**Aangeleverde tekst:**
━━━━━━━━━━━━━━━━━━━━━━━━━━━━━━

Na een zware traumatische ervaring kunnen mensen last krijgen van dit soort herbelevingen. Ze beleven hun schokkende ervaring letterlijk opnieuw. Alles gebeurt tot in detail hetzelfde als tijdens het oorspronkelijke traumatische voorval. Het is zo levensecht dat de patiënt gelooft dat hij opnieuw alles doormaakt. Hij staat op in zijn slaap en gaat slaan, rennen door het huis, doen wat hij op het moment van het trauma ook deed. Als hij wakker wordt, realiseert hij zich niet dat het niet echt was, maar blijft nog even in het trauma hangen.
Een herbeleving is een puur biologisch proces. De patiënt is dan ook niet aan het verwerken. Het lichaam wordt in actie gezet zonder dat het bewustzijn beseft wat er gebeurt. Ook binnen het zenuwstelsel is er veel meer aan de hand dan bij een gewone droom. De patiënt heeft een hoge hartslag en de bloeddruk gaat omhoog: hij heeft last van een hyperarousal.
 

Geen verwerking

 
In een droom verwerken mensen hun herinneringen wel. Dit is in tegenstelling tot een herbeleving juist een psychologisch proces waarbij iemand gebeurtenissen stukje bij beetje verwerkt. De gezichten van mensen kunnen veranderd zijn, of de omgeving oogt net anders dan normaal. Op het moment dat mensen wakker schrikken uit de nachtmerrie, zijn hun spieren nog een beetje verlamd. Ze realiseren zich vrij snel dat ze in bed liggen en dat het allemaal maar een droom was. Ook het stadium van de slaap waarin mensen dromen, verschilt met die van herbelevingen. Mensen dromen tijdens de REM-slaap, een fase waarin je ogen heel snel bewegen (REM staat voor rapid eye movement). Herbelevingen vinden waarschijnlijk vóór deze slaapfase plaats.
Oorlogsveteranen hebben andere herbelevingen dan mensen die mishandeld of verkracht zijn. Zij voerden op het moment van de traumatische gebeurtenis geen lichamelijke actie uit die hun leven heeft gered, maar een psychische. Door hun gevoel af te sluiten op het moment dat ze werden mishandeld of verkracht, maakten zij wat hen overkwam draaglijker. Dit gevoel kan hen later weer opnieuw overvallen.
Waarom mensen herbelevingen krijgen, is nog onduidelijk. Het is een reactie die ten tijde van het trauma wel goed van pas kwam, maar nu totaal geen nut heeft. De hersenen hebben kennelijk geleerd dat dit zo’n belangrijke handeling is, dat deze het vaker moeten uitvoeren.
 

Gedachteflarden

 
In de meeste gevallen beschikken psychiaters niet over gegevens van de patiënt vóór de schokkende ervaring. Dat maakt het in de traumapsychiatrie moeilijk te achterhalen of de gebeurtenis de patiënt heeft veranderd, of dat het stresssysteem al voor het psychotrauma erg gevoelig was.

━━━━━━━━━━━━━━━━━━━━━━━━━━━━━━

[Opgeslagen gegevens]
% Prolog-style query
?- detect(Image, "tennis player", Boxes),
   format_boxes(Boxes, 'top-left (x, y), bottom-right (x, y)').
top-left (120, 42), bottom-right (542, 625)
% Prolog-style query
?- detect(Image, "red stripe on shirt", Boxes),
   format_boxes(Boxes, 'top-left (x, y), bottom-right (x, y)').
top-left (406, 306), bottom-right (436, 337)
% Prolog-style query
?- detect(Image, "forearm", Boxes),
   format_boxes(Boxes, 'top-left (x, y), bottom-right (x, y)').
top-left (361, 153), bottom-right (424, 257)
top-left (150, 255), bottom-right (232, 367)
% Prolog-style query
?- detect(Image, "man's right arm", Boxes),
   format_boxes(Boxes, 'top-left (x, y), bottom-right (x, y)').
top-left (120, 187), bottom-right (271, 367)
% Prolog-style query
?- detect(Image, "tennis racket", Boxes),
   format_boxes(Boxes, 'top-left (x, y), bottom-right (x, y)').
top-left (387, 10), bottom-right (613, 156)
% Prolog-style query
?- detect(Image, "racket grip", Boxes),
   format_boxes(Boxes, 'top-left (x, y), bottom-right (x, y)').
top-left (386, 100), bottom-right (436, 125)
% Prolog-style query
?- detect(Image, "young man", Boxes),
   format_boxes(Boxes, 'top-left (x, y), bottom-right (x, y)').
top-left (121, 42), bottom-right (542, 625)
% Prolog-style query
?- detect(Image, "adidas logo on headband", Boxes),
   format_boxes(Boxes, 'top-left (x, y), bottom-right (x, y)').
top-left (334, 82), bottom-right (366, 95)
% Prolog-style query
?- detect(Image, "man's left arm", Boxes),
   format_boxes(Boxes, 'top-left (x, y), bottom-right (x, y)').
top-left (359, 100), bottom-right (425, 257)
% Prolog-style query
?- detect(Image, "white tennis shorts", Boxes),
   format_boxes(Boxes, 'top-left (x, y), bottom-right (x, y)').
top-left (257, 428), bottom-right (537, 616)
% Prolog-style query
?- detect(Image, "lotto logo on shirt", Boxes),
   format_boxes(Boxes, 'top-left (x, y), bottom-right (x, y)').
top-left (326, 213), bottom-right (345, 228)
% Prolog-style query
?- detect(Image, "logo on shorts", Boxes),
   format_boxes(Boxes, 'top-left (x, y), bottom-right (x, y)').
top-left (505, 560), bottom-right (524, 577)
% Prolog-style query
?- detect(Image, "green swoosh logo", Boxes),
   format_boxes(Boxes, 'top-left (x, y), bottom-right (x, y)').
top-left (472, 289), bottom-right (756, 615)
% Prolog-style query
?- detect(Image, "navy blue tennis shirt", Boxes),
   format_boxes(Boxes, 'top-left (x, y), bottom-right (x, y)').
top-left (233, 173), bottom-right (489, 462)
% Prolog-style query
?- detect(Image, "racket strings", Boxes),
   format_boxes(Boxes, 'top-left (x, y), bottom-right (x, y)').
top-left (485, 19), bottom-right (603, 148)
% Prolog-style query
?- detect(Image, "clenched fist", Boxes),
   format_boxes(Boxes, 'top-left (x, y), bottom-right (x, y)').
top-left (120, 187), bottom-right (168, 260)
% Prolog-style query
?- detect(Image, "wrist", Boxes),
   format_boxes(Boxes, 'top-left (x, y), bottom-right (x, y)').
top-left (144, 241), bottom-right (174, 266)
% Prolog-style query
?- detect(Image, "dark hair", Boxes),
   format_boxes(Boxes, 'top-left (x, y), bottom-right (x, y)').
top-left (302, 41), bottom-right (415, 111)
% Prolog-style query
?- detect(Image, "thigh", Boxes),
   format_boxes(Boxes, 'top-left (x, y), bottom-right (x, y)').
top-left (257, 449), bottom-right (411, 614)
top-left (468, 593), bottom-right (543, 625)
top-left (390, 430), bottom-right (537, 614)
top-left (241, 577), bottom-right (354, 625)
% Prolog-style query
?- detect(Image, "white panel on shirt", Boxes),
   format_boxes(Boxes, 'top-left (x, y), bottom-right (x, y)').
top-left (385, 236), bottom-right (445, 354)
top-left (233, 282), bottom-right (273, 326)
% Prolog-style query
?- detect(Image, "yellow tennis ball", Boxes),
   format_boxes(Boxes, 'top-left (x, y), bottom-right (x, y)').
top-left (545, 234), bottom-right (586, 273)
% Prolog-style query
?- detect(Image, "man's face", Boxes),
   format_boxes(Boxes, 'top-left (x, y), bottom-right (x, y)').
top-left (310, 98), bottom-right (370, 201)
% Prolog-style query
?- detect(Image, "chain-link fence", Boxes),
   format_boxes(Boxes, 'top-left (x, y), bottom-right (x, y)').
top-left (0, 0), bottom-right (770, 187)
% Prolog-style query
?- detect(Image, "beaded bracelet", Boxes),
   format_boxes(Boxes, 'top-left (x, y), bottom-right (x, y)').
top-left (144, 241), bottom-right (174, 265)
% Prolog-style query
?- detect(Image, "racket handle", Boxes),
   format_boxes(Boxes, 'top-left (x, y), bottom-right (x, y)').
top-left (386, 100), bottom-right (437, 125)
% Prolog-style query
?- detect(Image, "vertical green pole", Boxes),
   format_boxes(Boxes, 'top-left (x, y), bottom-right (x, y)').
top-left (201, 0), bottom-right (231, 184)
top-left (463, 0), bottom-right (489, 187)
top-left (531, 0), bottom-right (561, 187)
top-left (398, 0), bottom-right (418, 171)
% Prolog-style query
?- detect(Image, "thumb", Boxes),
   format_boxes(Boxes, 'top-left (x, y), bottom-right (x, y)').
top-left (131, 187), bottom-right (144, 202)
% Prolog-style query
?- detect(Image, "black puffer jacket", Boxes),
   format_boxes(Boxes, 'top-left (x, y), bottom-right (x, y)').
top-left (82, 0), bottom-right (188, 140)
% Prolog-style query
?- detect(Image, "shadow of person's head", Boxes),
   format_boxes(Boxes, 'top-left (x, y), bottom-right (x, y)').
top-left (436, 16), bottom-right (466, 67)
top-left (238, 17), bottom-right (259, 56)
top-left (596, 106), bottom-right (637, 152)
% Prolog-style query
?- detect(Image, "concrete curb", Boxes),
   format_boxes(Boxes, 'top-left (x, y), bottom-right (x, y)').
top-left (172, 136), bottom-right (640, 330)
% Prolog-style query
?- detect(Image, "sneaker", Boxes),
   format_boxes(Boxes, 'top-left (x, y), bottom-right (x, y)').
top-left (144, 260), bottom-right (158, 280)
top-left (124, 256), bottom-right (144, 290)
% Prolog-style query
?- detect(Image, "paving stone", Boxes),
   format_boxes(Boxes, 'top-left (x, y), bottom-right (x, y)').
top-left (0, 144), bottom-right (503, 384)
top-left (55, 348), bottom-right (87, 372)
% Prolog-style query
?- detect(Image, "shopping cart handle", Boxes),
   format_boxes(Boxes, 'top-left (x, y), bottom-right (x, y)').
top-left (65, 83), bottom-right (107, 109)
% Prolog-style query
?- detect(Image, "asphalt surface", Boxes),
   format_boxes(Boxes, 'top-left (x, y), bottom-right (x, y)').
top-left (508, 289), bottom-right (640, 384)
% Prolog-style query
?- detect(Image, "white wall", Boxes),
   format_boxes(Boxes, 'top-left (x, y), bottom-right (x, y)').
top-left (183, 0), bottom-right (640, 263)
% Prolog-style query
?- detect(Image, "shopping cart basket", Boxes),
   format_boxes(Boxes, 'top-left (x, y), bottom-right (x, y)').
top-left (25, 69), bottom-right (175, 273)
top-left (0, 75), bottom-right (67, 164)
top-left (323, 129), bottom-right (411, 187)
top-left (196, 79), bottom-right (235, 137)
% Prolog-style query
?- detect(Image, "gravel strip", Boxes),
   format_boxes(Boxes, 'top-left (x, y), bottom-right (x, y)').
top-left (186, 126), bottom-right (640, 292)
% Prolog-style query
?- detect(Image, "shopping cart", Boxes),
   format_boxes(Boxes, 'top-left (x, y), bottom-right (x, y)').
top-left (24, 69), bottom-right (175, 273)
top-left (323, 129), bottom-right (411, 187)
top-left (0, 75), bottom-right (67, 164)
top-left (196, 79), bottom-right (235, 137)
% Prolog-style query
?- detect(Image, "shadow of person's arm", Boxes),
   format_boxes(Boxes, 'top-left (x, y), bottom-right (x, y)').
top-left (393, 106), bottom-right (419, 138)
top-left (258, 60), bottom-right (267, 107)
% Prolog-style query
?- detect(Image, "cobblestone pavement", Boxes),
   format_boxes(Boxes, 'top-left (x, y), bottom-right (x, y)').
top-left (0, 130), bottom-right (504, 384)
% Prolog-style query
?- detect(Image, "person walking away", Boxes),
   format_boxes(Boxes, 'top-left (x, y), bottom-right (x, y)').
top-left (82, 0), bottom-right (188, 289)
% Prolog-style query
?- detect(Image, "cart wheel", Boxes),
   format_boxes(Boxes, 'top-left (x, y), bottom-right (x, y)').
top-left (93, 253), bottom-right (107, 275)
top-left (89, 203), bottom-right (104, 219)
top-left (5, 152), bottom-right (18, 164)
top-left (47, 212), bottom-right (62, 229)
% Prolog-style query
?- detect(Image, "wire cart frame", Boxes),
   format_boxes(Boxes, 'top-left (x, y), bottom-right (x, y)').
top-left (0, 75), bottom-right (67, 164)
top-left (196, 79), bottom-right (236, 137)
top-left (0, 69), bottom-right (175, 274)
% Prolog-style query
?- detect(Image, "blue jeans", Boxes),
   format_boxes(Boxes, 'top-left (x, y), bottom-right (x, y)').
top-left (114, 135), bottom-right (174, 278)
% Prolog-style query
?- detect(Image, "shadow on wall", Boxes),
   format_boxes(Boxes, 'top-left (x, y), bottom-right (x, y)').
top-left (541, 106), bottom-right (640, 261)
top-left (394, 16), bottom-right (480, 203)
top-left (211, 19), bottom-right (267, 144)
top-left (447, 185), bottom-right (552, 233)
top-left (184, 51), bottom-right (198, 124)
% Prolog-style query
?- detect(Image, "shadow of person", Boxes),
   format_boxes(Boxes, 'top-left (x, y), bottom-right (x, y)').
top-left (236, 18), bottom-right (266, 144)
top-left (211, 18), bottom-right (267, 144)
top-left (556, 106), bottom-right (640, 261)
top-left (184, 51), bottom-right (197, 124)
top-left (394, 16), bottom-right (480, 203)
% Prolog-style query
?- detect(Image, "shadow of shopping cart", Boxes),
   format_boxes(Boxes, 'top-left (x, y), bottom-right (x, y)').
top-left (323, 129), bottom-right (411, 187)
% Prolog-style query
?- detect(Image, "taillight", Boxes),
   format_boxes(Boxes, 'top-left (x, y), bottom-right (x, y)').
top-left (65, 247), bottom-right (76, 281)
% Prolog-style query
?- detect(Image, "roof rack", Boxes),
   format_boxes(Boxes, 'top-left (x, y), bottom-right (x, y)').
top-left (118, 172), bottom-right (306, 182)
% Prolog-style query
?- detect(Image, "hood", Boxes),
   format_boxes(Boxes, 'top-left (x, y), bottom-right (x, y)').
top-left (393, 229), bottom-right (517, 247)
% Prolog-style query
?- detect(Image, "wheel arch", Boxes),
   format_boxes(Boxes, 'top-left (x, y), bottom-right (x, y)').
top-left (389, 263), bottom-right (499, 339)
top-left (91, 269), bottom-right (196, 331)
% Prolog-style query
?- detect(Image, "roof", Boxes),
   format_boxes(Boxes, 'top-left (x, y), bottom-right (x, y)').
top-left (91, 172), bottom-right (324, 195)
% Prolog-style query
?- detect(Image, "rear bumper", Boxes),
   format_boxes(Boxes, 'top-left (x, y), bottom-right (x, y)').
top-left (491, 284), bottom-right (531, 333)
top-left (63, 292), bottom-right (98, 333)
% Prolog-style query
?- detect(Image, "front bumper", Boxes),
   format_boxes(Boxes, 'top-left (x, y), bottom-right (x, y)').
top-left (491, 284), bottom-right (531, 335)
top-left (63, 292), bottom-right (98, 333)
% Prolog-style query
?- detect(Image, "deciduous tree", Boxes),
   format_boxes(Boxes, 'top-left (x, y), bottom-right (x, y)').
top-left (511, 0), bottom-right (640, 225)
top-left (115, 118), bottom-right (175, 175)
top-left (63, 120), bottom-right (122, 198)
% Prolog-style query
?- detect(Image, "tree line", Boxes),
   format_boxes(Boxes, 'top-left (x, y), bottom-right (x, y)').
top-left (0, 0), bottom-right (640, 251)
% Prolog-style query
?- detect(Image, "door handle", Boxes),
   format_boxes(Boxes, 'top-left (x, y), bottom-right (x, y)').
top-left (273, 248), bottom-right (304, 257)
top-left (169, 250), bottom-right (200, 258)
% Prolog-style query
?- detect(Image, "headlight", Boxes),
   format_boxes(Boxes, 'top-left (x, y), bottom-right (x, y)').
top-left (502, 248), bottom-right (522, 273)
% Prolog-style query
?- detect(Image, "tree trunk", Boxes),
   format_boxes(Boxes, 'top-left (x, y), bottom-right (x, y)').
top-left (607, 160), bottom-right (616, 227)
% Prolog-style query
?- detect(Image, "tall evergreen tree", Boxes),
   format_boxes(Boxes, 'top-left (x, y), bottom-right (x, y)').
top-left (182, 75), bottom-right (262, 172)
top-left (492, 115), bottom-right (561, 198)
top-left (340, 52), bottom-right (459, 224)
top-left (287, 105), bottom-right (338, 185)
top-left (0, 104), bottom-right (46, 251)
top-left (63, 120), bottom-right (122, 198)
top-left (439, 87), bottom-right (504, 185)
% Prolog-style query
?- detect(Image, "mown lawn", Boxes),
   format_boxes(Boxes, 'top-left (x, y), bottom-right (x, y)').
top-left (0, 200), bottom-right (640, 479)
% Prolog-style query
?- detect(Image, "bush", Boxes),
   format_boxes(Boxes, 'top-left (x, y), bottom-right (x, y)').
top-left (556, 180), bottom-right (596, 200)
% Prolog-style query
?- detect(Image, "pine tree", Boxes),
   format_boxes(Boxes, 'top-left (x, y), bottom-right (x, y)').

━━━━━━━━━━━━━━━━━━━━━━━━━━━━━━

**Wat wordt gevraagd:**
Kun je uit de tekst over herbelevingen letterlijk het gedeelte weergeven dat begint met "In de meeste" en doorloopt tot en met "erg gevoelig was."?

**Antwoord hieronder:**
In de meeste gevallen beschikken psychiaters niet over gegevens van de patiënt vóór de schokkende ervaring. Dat maakt het in de traumapsychiatrie moeilijk te achterhalen of de gebeurtenis de patiënt heeft veranderd, of dat het stresssysteem al voor het psychotrauma erg gevoelig was.